Try it - Which lines run from the one containing "Target: man in" to the end of the listing? Copy them out exactly, leaving out the rest.

Material provided -
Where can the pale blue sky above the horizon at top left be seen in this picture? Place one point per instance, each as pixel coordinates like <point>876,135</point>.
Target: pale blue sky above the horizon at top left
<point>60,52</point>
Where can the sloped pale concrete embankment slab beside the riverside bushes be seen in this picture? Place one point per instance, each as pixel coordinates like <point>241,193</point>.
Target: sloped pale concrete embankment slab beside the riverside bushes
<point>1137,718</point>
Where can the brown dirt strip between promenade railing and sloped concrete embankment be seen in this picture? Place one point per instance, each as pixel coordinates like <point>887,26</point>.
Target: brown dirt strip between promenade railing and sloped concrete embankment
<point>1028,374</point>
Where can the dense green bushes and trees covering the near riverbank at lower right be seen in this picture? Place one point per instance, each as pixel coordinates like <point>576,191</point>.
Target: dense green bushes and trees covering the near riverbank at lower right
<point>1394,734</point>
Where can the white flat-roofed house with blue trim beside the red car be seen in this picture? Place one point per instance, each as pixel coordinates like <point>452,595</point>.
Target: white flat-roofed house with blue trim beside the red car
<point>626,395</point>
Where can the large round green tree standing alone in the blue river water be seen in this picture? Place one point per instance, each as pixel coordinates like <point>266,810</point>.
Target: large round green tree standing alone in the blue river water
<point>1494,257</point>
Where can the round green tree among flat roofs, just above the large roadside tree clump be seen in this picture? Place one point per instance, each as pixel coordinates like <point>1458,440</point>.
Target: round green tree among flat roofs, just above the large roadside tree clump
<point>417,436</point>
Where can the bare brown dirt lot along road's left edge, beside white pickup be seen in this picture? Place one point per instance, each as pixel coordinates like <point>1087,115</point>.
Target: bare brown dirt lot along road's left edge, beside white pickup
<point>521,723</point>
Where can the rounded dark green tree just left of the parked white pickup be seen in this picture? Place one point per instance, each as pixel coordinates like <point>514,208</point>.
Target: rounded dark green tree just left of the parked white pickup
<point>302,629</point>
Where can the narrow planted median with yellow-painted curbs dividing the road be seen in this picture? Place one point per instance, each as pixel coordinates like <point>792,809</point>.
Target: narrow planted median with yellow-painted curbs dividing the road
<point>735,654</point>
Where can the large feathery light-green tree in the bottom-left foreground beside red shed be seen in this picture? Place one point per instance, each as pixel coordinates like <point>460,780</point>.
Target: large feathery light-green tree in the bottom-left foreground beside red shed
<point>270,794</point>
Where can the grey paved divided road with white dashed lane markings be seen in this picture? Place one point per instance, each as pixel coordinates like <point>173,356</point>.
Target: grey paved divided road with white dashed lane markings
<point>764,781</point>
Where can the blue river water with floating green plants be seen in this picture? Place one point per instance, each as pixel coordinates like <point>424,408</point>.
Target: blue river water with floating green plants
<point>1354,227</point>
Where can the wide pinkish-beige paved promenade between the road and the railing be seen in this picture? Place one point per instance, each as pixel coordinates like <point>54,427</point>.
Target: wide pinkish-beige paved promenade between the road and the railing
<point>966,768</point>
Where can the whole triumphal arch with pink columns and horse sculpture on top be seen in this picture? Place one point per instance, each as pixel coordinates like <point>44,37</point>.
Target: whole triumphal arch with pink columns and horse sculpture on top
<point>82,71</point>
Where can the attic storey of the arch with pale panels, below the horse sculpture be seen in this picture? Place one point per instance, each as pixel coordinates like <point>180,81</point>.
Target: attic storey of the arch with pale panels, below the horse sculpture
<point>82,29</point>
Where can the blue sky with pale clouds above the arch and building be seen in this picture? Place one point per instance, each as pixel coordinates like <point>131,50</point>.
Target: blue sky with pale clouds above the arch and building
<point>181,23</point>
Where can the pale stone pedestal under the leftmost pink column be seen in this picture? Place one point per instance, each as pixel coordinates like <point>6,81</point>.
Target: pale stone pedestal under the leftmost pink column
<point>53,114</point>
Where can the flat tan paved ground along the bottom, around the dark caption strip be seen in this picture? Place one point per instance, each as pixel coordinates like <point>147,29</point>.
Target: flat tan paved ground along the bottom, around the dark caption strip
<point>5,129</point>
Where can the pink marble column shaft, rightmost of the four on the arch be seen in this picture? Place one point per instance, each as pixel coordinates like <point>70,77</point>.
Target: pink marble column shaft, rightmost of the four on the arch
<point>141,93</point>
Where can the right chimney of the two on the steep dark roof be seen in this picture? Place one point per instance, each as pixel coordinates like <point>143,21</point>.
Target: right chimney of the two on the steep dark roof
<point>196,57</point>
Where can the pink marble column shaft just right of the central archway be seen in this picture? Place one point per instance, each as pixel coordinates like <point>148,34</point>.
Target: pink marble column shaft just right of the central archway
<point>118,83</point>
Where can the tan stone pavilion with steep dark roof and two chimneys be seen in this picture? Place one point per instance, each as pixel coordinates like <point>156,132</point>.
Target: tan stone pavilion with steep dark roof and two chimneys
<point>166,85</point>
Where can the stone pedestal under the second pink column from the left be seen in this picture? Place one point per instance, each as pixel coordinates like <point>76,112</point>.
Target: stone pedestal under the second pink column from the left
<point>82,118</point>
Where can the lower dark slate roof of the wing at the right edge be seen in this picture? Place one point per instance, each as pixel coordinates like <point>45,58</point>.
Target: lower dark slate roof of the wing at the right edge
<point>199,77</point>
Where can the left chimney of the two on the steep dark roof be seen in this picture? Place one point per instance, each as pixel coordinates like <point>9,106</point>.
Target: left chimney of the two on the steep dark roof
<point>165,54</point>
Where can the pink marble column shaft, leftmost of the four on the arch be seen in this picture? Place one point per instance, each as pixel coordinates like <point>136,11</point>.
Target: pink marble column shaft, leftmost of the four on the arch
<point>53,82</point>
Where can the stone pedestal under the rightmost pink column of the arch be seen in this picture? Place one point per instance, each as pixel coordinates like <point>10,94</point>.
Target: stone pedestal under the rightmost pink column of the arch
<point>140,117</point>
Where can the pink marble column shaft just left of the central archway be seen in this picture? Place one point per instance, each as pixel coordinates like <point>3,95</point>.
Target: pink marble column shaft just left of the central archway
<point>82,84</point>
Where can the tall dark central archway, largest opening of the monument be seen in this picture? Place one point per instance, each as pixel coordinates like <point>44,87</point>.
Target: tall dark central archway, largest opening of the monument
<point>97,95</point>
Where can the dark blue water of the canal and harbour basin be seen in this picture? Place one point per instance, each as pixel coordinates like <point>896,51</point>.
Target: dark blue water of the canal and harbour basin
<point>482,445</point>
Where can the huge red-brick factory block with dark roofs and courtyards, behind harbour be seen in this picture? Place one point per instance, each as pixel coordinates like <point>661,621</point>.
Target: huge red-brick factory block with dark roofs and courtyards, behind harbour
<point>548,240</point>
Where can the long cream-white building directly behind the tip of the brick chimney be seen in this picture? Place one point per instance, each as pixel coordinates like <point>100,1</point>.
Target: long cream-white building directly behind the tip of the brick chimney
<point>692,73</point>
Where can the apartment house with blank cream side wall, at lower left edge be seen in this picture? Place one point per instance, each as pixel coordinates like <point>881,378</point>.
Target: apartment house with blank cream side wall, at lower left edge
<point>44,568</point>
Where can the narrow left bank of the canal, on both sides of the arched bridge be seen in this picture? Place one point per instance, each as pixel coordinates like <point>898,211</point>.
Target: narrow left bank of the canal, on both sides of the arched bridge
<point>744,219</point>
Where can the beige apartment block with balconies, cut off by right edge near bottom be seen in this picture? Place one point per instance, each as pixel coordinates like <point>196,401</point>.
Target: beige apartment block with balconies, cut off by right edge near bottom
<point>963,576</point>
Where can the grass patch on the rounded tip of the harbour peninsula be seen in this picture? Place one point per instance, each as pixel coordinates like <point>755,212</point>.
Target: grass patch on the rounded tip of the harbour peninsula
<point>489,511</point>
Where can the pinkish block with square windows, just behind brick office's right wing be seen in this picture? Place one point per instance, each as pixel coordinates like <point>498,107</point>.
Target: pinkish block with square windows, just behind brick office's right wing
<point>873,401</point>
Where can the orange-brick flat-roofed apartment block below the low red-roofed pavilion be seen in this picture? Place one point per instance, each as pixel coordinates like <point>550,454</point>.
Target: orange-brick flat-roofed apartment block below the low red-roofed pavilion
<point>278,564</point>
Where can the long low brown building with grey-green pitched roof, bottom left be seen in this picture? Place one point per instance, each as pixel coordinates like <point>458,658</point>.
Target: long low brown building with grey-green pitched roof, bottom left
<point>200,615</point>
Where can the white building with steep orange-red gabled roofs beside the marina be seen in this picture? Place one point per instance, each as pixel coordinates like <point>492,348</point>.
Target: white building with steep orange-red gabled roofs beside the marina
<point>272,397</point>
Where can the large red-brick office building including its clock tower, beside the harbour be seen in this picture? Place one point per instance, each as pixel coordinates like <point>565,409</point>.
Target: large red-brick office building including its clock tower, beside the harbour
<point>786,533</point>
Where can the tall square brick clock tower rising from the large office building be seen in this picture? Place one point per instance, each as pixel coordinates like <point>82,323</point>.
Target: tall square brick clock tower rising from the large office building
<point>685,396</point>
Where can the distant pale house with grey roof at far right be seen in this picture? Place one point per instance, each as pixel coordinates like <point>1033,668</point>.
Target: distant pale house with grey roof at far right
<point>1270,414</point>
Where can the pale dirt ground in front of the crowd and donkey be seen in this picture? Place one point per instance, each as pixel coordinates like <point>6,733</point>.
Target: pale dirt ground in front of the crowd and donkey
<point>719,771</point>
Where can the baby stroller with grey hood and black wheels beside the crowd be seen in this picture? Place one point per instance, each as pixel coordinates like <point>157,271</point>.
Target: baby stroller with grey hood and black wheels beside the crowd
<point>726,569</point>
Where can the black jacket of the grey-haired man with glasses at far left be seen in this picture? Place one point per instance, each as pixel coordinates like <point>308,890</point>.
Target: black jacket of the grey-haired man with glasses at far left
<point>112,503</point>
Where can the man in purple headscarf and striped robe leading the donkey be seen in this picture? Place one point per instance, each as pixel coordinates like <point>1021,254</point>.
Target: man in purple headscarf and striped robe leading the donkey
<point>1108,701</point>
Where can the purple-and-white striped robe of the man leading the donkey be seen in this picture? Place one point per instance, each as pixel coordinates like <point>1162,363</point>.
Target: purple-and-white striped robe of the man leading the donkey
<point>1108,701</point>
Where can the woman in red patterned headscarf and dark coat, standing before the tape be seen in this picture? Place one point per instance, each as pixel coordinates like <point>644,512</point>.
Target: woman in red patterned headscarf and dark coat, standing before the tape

Exercise answer -
Target: man in purple headscarf and striped robe leading the donkey
<point>1108,701</point>
Where can the purple-and-white striped robe of the man leading the donkey be seen in this picture? Place one point per instance, each as pixel coordinates like <point>1162,363</point>.
Target: purple-and-white striped robe of the man leading the donkey
<point>1108,701</point>
Where can the woman in red patterned headscarf and dark coat, standing before the tape be seen in this picture? Place one point per instance, each as pixel coordinates like <point>644,512</point>.
Target: woman in red patterned headscarf and dark coat, standing before the tape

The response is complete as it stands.